到昨日,李朝暉爲母親的維權行動終於有了結果,但前後賠償金相差懸殊卻讓他大失所望。
2004年10月的一天,李朝暉的母親蔡佑蘭在106路公交車上摔倒後,不治身亡。但李朝暉對長沙市中級法院的二審判決並不滿意:因爲賠償金從一審的20餘萬跌至二審的8萬。遭此變故的唯一原因就是蔡佑蘭是農業戶口。在狹小的家中,李朝暉感慨地對記者說:“農村人的命就比城裏人低一等嗎?!這是歧視農民的做法。”他很難理解也無法從感情上接受這樣的法律規定。針對這一案例,全國一些法律專家紛紛作了一番探討。
事件:乘客倒地不治而亡
2004年10月27日一大早,56歲的蔡佑蘭從湖南大學的牌樓口站上了106路公交車,她準備去伍家嶺的一親戚家。上車時,車內乘客很多,擁擠不堪,公交車過了中南大學湘雅醫院站後,已是早上7時10分。車內除了駕駛員周某外,還有5名乘客。蔡佑蘭坐在駕駛員周某後面的座位上。
公交車經過湘雅路老百姓大藥房後,周某突然聽到後面幾位乘客喊“停車!”周某扭頭往後望,發現一婦女(即蔡佑蘭)倒在車內,不醒人事。隨後,幾名乘客把蔡扶到座位上,公交車到新河終點站後,蔡仍昏迷不醒。此時,周某撥打求救電話,接着公交車公司派人將蔡送到長沙市第一人民醫院。次日下午,蔡停止了心跳。

● 所示材料
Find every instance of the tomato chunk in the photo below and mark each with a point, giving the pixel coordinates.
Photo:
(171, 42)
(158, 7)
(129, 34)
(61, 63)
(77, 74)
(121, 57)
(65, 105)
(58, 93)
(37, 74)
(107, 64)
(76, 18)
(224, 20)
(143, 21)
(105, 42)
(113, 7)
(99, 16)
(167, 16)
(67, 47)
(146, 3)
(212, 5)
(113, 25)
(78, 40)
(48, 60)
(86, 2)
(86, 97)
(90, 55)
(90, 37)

● 任務目標
把上面這篇關於公交車乘客摔倒身亡賠償案的報道接着往下寫,從它最後一句之後續起。

● 參考答案
對於蔡佑蘭死亡一事,隨後長沙市公交總公司出具了一份調查意見。調查意見稱:“在公交車剛離開湘雅路老百姓大藥房站正常行駛時,蔡佑蘭突然倒向地板,當時車內乘客以爲她發癲癇病,車到終點站後蔡仍未甦醒,駕駛員發現她並不是癲癇病,趕緊撥打110、120求救電話。”
根據以上理由,公交總公司認爲蔡系自身健康原因死亡,公司方不承擔任何法律責任。同時公交總公司還向有關部門出示了當時幾名乘客的證詞,這些證詞表明蔡倒地是她自己的原因,與公交車行駛無關。
對於蔡佑蘭的死亡原因,長沙市第一醫院的診斷結果爲:高血壓性腦出血並腦疝。
在醫院救治時,公交總公司爲蔡支付了1614.7元醫藥費。
隨後,蔡的家人與公交總公司協調善後之事,但沒結果,其家人此時一籌莫展。
證人:死者因行駛原因摔倒
對於母親的死,李朝暉除了悲痛還有滿腹疑惑:母親一向身體健康,怎麼會無端發病呢?他覺得母親的死大有隱情。要查出究竟,關鍵是要尋找到當時與母親同車的乘客。
以後的日子裏,李朝暉拿着母親的大幅照片,每天用旅行袋裝着從牌樓口上了106路早班車,他拿出照片問每一個乘客,看誰跟母親一同乘過那趟車,但是一個多月過去了,毫無結果。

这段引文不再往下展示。